=== 抜粋本文 ===

寺田本家の哲学

levin2020
2018年9月26日

寺田本家(酒蔵)24代目当主の寺田優(まさる)さんから、お酒の製造現場を見学しながら、寺田本家の伝統的な酒づくりに関してお話を伺った。麹室に入れてもらったり、もと摺り作業のときに歌う唄を聞かせてもらったり、発酵中のもろみを味見させてもらったりした。最後にここで製造されている「五人娘」などの日本酒を味わいながら、いろいろと質問をさせてもらった。
寺田本家のある香取は、稲作が盛んであり、良水と利根川の水運に恵まれた環境にあるため、昔から酒づくりが盛んであった。しかし近年は、ビールやワインなど他のアルコ-ル飲料が飲まれるようになり、日本酒は売れなくなっている。先代の寺田啓佐(けいすけ)さんは、著書の「発酵道」に詳しく書かれているように、大病を契機に、人の健康を考えた無農薬栽培の稲を使った伝統的な生もと仕込みによる酒づくりを復活させて、衰退していた寺田本家を立ち直らせた。
日本酒は、麹カビによる米でんぷんの糖化と、酵母菌による糖のアルコール化(発酵)を同時に行って製造される。麹、水、蒸米に、種となる酵母を加え、乳酸の強い酸性下で酵母を純粋培養して、酒母(しゅぼ)をつくる。伝統的な生もと仕込みでは、半切桶に蒸米と麹を入れて櫂(かい)ですりおろす「もと摺り」作業を行い、乳酸菌に乳酸を作らせる。乳酸の強い酸性によって有害な雑菌や乳酸菌自身を死滅させ、酵母のみを大量に培養する。

=== 出題内容 1 ===
抜粋本文の「寺田本家のある香取は」で始まる段落を、主要な事実を残したまま箇条書きに短くまとめてください。
=== 出題内容 2 ===
寺田本家の酒づくりを扱う抜粋本文を、最後の文の後から再開して書き進めてください。
後に続く一覧は参照しなくてかまいません。

=== 元データ一覧 ===

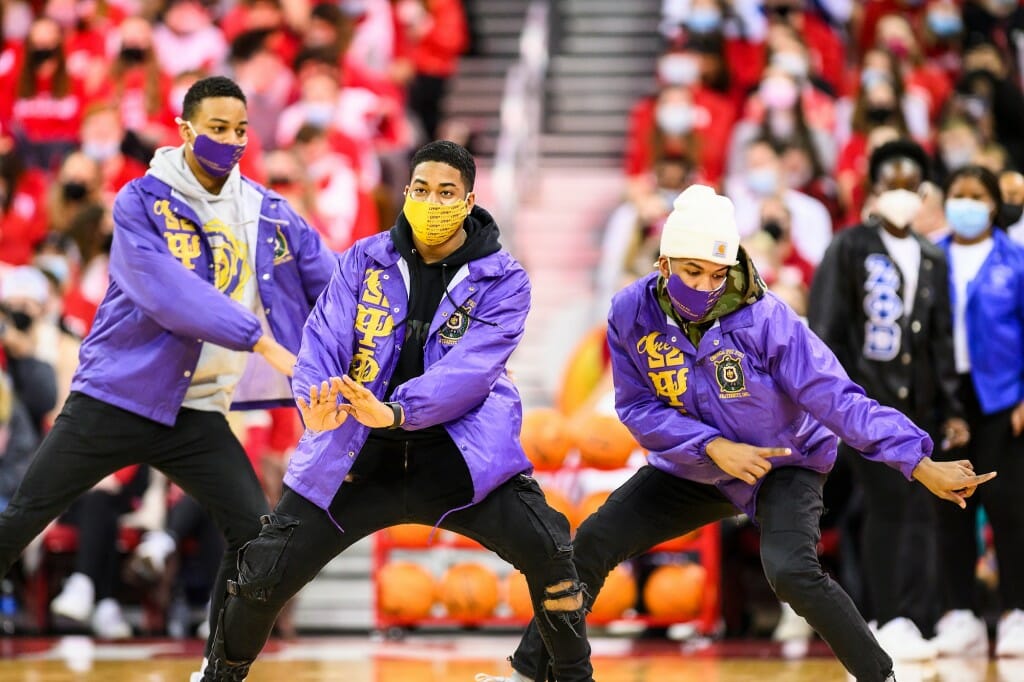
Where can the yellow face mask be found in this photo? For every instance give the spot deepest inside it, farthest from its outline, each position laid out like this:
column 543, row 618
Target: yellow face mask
column 434, row 223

=== 解答内容 1 ===
- 香取は稲作が盛んで、良水と利根川の水運に恵まれ、昔から酒づくりが盛んだった。
- 近年はビールやワインなど他のアルコール飲料が飲まれるようになり、日本酒は売れなくなっている。
- 先代の寺田啓佐さんは大病を契機に、無農薬栽培の稲を使った伝統的な生もと仕込みの酒づくりを復活させ、衰退していた寺田本家を立ち直らせた。その経緯は著書「発酵道」に詳しく書かれている。

=== 解答内容 2 ===
その後、酒母、麹、水、蒸米を発酵タンクに仕込み、およそ1か月かけて発酵させる。発酵が進み、アルコ-ル濃度が高くなると、死んだ酵母からは雑味成分が漏出してしまう。しかし生もとの酵母は、麹がつくる適正量の糖を餌にして育つので、20%もの高濃度のアルコ-ルという厳しい環境の中でも逞しく生き残る。その結果、雑味のない深い味わいの酒が生まれるという。
ワインのアルコ-ル濃度は8%くらいだから、日本酒の酵母がいかに野性的か想像できる。これは不耕起栽培の野性的な稲を連想させる。生き物の持ち味や本来の野性的な力を引き出す環境づくりが重要であるという。視聴した映像では、寺田本家の杜氏(とうじ)の人たちも、温度調節以外は機械をできるだけ使わないで、野性的に働いていた。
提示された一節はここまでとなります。